> [TASK TO CARRY OUT]:
Count the lines in the records below that contain the string "monk" with matching case, and reply with only that number.

Bounding box annotation entries:
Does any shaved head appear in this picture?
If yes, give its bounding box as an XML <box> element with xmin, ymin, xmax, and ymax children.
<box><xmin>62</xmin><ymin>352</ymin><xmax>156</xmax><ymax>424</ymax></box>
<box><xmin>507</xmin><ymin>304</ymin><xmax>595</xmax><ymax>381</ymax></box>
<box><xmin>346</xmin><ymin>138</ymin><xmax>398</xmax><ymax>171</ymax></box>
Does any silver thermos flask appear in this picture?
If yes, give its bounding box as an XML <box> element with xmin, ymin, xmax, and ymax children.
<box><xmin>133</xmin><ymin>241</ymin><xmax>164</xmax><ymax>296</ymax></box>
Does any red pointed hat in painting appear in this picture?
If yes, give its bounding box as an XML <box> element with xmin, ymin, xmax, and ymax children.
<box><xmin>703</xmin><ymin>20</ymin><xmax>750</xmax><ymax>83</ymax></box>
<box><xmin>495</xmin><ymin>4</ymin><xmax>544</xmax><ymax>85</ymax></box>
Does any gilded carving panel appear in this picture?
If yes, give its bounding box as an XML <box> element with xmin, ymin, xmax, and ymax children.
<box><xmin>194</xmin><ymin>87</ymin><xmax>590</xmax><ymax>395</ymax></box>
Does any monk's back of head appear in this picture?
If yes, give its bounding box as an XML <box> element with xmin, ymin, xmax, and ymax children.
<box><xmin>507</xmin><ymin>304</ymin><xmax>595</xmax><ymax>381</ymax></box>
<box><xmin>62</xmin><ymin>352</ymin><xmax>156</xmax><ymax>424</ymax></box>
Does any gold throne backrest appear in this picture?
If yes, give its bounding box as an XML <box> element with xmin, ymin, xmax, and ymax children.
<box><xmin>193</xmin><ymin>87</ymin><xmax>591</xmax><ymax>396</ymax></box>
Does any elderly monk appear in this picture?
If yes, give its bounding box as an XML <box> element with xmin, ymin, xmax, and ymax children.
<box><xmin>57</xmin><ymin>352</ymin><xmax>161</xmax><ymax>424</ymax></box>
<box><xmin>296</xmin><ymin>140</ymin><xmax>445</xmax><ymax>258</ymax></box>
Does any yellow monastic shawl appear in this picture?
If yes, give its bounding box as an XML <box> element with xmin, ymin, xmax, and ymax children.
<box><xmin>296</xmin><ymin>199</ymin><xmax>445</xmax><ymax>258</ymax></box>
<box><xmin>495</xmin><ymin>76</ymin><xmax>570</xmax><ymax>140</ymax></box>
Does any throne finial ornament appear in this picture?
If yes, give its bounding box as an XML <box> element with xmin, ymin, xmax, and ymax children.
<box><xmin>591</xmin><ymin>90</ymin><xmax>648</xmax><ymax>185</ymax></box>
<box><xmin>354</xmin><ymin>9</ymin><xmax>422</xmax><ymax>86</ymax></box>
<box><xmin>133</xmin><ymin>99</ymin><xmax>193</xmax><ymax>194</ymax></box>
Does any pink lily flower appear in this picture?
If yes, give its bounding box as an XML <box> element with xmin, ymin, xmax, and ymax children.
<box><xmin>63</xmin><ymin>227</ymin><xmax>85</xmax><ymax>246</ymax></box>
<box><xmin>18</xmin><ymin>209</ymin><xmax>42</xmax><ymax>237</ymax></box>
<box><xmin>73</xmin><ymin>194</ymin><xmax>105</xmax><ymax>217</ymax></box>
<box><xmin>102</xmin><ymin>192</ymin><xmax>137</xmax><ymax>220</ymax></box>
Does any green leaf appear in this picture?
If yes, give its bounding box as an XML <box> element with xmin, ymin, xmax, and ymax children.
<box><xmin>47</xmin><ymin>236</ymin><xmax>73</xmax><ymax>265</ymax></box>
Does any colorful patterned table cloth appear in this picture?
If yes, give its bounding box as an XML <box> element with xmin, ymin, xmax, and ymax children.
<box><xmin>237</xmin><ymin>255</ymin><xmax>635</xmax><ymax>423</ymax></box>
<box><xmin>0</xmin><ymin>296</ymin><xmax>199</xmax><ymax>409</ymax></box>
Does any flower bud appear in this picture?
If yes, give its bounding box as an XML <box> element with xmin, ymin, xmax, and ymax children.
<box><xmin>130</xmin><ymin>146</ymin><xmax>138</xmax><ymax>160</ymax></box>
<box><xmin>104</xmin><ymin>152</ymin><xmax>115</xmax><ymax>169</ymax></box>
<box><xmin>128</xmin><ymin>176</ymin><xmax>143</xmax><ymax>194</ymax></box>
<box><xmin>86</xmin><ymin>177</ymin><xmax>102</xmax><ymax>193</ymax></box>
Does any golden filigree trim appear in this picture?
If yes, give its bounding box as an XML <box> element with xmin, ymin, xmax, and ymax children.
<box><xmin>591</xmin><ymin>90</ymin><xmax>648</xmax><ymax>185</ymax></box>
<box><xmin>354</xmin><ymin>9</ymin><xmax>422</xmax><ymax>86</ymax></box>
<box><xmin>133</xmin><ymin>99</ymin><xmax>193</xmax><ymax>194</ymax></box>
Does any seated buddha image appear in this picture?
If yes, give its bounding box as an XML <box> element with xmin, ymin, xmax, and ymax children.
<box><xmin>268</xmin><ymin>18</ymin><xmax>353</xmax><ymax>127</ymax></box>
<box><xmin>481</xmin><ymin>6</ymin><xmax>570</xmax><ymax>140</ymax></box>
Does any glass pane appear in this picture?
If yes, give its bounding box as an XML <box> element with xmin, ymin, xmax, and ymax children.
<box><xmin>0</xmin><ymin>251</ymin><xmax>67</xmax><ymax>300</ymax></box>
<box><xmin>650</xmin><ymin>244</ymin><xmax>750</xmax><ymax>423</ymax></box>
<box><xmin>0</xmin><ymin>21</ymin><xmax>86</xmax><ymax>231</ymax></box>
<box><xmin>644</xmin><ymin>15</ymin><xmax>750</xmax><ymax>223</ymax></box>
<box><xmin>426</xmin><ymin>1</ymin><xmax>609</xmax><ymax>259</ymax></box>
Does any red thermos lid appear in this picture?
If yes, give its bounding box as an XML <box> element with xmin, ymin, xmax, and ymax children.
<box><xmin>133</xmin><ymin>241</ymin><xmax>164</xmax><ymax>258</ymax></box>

> [FULL SOLUTION]:
2